### Data supplied:

— Begin —

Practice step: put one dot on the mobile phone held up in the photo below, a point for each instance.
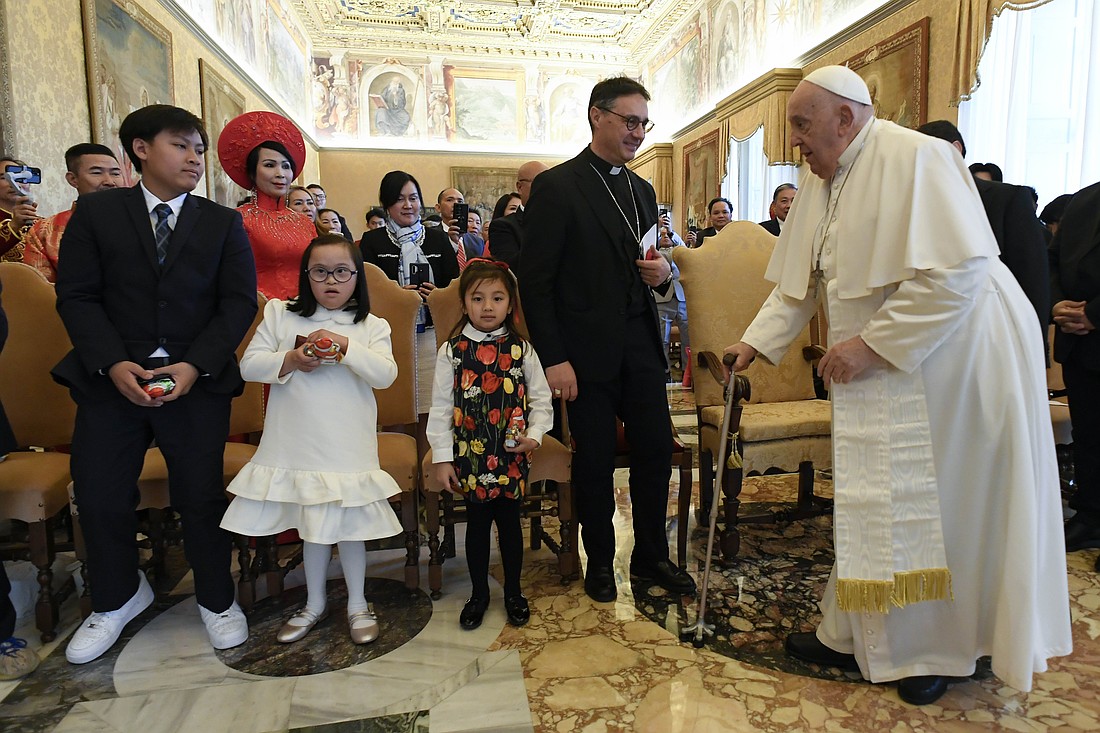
(462, 217)
(21, 177)
(418, 273)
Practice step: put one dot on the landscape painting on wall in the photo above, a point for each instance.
(897, 75)
(481, 187)
(221, 102)
(486, 105)
(129, 57)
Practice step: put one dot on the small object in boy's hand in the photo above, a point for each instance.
(158, 386)
(514, 431)
(325, 349)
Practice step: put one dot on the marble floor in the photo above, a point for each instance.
(576, 666)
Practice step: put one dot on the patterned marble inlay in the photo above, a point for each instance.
(400, 614)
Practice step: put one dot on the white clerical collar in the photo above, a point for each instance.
(848, 156)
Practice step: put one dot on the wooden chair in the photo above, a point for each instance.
(783, 426)
(397, 448)
(33, 483)
(552, 461)
(1059, 417)
(161, 524)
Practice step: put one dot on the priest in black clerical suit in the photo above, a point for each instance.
(586, 296)
(1075, 293)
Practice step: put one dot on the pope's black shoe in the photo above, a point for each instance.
(473, 612)
(517, 609)
(807, 647)
(1081, 533)
(922, 690)
(667, 575)
(600, 583)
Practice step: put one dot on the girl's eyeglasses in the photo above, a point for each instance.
(319, 274)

— End —

### Your goal:
Rewrite all the rows above, changing "put one dot on" to "place a single point on" everywhere it occurs and leaving everything else as it is. Omit the pictures.

### Written response:
Practice step: place a single point on the mobile phone held up in the photo below, a point for each instance.
(462, 217)
(21, 177)
(418, 273)
Practice step: place a single point on the landscape painting on wall in the photo above, a point for each instance.
(897, 75)
(481, 187)
(221, 102)
(486, 105)
(129, 57)
Practice step: place a single point on the small object in boy's hand in the photo above, a point for each instance.
(158, 386)
(514, 431)
(325, 349)
Practice step: place a single point on the marble floor in the photo above, a point for each instance.
(576, 666)
Practice step: place a single point on the patterned marble inlay in the photo above, a point for each instance.
(400, 614)
Practice step: place a single point on the white clerical collar in the photo above, a point for each instance.
(848, 156)
Practice step: place a single point on the wooden chair in the photo above, a point for each instance.
(783, 426)
(397, 448)
(33, 483)
(552, 461)
(1059, 417)
(161, 524)
Practice step: place a single point on the priest in black clerical suit in the photo above, a point for each instance.
(586, 296)
(1075, 293)
Practice step: place a single point on the pope's black shoe in the photo above, a point for each instance.
(473, 612)
(517, 609)
(807, 647)
(1081, 533)
(922, 690)
(667, 575)
(600, 583)
Practice step: place a single point on the girl's eyeglasses in the photo above, a point for each instance.
(319, 274)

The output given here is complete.